**Excerpted text**
╭──

A device and a method for additively manufacturing a component, wherein the manufactured component has at least two component portions neighboring in a horizontal plane, which are adjacent to one another in at least one connection region; comprising the steps of: planning the at least one connection region of the component portions adjacent to one another; controlling a material dispensing unit for depositing a building material; and controlling an actuator assembly which is designed to move the material dispensing unit over a work surface in order to deposit the building material layer by layer in predetermined print paths.

Claims

exact text as granted — not AI-modified
1 . A method for additively manufacturing a component, wherein the manufactured component has at least two component portions neighboring in a horizontal plane, which are adjacent to one another in at least one connection region; comprising the steps of:
 planning the at least one connection region (V) of the component portions adjacent to one another;   controlling a material dispensing unit ( 4 ) for depositing a building material; and   controlling an actuator assembly ( 5 ) which is designed to move the material dispensing unit ( 4 ) over a work surface ( 6 ) in order to deposit the building material layer by layer in predetermined print paths,   wherein first at least two print path layers, layered on top of one another, of a first of the at least two component portions adjacent to one another and then at least one print path layer of a second of the at least two component portions adjacent to one another are deposited;   wherein the connection region is planned in such a way that the at least one print path layer of the second component portion in the at least one connection region has a print path portion which can be deposited by the material dispensing unit adjacently to a print path portion of a corresponding print path layer of the first component portion so that the corresponding print path layers of the at least two component portions can be adjacent to one another in the at least one connection region, and   wherein, according to the planning of the at least one connection region, at least one upper print path portion and at least one lower print path portion of the at least two print path layers, layered on top of one another, of the first component portion are layered on top of one another with a horizontal offset in such a way that a collision of the material dispensing unit with the printed print path layers of the first component portion is avoided when printing the at least one print path layer of the second component portion.

╰──

**Provided material**
╭──

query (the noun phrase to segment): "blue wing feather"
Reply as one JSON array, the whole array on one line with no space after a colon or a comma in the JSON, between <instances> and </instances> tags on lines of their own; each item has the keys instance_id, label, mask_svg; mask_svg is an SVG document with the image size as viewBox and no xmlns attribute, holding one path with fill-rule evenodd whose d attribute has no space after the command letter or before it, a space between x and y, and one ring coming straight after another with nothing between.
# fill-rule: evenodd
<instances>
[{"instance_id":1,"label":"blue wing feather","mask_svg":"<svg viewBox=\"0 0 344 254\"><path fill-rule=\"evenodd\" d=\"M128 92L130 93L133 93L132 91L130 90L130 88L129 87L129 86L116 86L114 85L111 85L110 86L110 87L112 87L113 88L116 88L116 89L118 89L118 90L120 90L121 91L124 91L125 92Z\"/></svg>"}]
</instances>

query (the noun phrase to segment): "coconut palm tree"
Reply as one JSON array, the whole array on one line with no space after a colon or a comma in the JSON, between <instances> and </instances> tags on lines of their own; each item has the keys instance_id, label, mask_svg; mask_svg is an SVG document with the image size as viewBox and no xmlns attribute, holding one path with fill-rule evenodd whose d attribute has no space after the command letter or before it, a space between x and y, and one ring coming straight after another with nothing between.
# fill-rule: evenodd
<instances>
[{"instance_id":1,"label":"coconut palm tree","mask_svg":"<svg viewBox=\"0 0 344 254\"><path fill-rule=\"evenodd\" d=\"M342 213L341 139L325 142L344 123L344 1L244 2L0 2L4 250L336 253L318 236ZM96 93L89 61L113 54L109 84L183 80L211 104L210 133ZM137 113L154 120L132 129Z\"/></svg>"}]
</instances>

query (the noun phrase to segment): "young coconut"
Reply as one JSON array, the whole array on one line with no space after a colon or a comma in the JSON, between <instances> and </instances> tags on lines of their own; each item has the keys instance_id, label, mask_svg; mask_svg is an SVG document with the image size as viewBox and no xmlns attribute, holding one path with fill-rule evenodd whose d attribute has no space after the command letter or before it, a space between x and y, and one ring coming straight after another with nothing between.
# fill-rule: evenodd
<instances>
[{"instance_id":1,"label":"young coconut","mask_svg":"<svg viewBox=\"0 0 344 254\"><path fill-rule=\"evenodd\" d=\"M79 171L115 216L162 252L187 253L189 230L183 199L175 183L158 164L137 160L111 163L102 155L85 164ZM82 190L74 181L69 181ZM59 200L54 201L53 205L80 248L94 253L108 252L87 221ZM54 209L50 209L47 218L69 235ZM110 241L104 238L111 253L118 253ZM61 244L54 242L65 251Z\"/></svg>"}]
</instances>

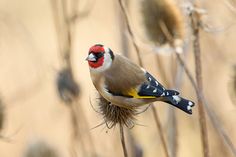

╰──

**Tasks to perform**
#1 Answer from the additive manufacturing text:
(a) What does the actuator assembly move over the work surface?
(b) Which component portion gets at least two print path layers deposited first?
(c) What does the horizontal offset between the upper and lower print path portions avoid?
#2 Count the lines in the entries that contain the word "noun". Case counts. Give only the number.

**Outputs**
#1
(a) The material dispensing unit.
(b) The first of the at least two component portions.
(c) A collision of the material dispensing unit with the printed print path layers of the first component portion when the print path layer of the second component portion is printed.

#2 3